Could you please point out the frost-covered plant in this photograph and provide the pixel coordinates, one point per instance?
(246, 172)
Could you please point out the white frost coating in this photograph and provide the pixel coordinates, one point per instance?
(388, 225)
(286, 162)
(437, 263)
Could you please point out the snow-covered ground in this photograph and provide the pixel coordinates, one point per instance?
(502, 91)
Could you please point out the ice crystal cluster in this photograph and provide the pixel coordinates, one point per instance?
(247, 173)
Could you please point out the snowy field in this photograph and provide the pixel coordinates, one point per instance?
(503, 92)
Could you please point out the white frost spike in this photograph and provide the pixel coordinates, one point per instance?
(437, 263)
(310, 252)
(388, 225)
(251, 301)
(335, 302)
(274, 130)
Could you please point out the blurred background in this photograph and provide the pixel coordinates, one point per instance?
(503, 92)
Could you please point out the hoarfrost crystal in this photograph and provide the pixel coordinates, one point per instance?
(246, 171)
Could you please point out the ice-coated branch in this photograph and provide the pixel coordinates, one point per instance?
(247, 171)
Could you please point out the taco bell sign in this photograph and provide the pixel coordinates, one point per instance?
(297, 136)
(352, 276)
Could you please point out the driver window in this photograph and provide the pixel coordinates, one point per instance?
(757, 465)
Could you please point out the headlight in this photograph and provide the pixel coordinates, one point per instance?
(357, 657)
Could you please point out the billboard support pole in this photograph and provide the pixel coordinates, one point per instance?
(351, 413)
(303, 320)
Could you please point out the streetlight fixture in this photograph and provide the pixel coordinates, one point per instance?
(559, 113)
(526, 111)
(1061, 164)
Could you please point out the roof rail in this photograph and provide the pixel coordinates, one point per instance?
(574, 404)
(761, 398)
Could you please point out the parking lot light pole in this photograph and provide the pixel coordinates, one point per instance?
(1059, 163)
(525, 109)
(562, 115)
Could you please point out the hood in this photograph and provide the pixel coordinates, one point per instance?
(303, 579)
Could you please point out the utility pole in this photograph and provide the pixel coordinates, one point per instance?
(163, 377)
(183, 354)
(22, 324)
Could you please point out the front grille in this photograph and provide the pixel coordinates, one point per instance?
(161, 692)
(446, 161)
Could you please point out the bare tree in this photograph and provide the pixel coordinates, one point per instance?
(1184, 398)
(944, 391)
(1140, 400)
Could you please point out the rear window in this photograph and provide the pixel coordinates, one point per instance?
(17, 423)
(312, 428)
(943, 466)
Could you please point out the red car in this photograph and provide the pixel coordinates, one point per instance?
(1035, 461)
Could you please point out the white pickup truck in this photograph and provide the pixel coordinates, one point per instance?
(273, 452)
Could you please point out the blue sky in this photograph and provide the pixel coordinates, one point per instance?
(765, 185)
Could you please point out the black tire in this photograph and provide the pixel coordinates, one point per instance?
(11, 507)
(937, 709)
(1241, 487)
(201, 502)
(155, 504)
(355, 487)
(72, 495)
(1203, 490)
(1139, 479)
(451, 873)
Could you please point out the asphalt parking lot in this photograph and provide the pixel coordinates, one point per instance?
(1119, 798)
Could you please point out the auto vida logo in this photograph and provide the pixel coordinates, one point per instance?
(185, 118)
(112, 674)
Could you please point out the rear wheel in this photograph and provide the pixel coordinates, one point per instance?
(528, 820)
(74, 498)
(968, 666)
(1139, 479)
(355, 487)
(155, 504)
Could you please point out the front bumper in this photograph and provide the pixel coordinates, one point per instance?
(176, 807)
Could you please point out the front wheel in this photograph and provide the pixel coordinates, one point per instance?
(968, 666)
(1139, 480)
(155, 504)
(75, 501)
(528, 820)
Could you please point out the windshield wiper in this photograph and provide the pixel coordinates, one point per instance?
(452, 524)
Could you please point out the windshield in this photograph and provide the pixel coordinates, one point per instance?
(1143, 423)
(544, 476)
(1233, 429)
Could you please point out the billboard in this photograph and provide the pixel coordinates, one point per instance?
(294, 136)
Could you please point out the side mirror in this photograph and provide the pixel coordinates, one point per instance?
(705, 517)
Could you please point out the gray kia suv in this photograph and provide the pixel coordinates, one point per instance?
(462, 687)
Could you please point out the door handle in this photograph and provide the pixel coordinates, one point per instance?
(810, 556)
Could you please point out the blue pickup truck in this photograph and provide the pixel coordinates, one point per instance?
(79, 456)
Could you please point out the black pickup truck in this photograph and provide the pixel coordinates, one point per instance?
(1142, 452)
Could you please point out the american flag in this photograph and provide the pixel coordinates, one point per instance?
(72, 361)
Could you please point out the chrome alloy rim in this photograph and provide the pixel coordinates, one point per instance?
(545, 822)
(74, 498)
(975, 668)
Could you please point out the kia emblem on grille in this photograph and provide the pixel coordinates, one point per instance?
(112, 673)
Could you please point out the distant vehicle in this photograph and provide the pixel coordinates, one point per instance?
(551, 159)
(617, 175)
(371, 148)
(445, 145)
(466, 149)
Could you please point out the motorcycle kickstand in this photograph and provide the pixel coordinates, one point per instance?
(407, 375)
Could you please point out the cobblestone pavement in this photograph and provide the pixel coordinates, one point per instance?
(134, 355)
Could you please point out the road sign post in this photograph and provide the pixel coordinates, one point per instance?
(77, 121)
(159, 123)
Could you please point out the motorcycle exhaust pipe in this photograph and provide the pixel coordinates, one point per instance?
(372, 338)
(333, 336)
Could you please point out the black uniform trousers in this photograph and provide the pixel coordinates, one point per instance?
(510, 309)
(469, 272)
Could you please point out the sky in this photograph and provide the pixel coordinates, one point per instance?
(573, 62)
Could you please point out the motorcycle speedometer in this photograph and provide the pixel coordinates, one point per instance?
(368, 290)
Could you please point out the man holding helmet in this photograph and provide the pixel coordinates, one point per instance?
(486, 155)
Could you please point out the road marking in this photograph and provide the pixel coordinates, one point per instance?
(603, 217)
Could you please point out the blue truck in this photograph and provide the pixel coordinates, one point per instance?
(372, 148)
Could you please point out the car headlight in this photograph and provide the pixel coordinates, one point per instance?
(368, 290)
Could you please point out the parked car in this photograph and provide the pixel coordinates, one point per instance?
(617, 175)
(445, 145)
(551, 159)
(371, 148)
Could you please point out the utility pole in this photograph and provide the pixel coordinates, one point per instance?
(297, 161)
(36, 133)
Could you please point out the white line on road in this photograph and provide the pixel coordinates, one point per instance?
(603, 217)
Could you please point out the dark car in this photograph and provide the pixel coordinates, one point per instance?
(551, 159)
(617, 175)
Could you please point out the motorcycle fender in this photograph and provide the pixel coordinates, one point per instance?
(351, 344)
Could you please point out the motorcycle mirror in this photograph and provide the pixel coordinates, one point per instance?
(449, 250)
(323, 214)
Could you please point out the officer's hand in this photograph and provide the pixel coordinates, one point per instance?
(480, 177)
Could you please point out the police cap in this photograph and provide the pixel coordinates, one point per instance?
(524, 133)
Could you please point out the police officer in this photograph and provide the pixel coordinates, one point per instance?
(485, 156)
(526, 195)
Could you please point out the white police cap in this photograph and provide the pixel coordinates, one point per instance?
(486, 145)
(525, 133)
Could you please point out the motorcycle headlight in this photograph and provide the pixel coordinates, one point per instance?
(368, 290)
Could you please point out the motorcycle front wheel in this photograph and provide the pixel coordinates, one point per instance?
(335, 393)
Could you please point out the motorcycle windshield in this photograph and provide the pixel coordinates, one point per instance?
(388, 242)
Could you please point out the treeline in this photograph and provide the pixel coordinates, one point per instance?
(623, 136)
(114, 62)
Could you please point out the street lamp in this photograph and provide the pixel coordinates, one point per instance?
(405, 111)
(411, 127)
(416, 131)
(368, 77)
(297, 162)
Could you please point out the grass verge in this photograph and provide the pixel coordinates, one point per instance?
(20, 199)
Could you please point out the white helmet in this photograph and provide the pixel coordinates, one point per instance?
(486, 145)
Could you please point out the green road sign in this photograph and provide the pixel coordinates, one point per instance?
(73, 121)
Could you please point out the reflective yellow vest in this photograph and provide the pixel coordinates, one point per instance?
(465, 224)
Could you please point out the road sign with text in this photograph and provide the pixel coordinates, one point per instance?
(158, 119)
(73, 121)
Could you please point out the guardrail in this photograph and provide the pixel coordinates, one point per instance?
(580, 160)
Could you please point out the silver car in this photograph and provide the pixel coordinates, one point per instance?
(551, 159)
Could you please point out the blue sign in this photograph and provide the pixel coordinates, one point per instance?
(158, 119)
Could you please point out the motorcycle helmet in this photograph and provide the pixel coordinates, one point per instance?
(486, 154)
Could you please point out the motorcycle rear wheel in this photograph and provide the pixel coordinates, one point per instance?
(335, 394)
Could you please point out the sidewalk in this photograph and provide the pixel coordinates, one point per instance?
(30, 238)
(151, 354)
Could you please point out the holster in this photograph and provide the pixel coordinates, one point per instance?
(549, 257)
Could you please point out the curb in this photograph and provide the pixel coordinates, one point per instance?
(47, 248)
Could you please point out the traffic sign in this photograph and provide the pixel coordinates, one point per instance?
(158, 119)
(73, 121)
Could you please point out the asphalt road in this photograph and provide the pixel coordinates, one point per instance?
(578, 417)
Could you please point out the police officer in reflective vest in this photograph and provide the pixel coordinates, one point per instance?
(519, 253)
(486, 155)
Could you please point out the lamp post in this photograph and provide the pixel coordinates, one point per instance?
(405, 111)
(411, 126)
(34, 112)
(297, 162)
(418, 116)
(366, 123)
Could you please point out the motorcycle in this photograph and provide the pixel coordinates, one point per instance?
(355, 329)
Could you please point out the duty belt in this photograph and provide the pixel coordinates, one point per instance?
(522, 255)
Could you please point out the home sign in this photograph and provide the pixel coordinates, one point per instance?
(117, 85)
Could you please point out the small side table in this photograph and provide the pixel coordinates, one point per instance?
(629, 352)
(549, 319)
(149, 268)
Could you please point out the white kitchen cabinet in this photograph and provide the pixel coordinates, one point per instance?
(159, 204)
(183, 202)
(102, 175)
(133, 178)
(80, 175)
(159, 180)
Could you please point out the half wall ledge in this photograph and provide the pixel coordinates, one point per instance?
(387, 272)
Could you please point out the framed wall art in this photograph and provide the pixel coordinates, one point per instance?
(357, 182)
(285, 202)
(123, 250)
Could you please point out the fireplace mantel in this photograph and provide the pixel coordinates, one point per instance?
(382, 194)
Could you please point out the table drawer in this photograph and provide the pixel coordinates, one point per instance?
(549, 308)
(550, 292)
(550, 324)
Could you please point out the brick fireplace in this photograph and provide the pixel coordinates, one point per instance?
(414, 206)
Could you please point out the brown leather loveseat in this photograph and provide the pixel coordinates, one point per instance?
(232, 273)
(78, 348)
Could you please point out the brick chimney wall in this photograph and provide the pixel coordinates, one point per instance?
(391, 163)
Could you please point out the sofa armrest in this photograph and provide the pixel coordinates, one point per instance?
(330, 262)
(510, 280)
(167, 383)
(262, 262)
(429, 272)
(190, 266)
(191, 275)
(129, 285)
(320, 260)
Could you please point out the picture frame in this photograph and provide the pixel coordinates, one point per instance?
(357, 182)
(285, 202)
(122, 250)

——

[What is being asked]: Lines before the one containing "Could you please point out the picture" are not wanted; please set down that line and every line after it through the end of the material, exactly.

[Completed exercise]:
Could you please point out the picture frame in this photograph and provide the pixel coordinates, one point per instance?
(357, 182)
(285, 202)
(122, 250)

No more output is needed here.